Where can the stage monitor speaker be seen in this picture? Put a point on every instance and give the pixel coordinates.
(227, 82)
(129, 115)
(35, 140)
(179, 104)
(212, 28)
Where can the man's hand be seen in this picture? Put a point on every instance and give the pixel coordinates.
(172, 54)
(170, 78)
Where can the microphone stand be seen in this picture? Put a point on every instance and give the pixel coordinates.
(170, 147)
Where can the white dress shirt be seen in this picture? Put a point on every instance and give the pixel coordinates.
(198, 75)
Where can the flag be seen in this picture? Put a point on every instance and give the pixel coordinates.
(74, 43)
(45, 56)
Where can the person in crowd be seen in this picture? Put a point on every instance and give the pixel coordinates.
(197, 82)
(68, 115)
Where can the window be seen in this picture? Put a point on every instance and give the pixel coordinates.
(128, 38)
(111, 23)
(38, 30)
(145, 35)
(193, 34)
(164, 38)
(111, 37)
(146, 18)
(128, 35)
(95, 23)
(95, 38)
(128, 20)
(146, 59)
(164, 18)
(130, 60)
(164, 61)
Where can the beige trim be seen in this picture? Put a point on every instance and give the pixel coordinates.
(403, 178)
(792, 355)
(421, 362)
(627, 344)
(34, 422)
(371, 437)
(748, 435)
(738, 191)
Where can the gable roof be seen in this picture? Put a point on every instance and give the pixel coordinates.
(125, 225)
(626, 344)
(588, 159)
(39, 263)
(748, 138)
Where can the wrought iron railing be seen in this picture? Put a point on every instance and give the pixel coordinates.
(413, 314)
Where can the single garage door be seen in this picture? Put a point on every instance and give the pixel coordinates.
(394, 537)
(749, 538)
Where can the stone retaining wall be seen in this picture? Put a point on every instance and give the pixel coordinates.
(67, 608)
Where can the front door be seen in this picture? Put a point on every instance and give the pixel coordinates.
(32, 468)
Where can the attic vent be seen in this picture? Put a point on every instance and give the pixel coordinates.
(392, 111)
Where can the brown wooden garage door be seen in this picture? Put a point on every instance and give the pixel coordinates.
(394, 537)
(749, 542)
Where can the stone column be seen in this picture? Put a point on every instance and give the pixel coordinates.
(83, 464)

####################

## [Task instructions]
Repeat, character for character, the lines from the one that holds "Where can the stone column" to the final line of the material, inclusive, and no other lines.

## [Exercise output]
Where can the stone column be seen in this picture? Put a point on every instance and give the pixel coordinates.
(83, 464)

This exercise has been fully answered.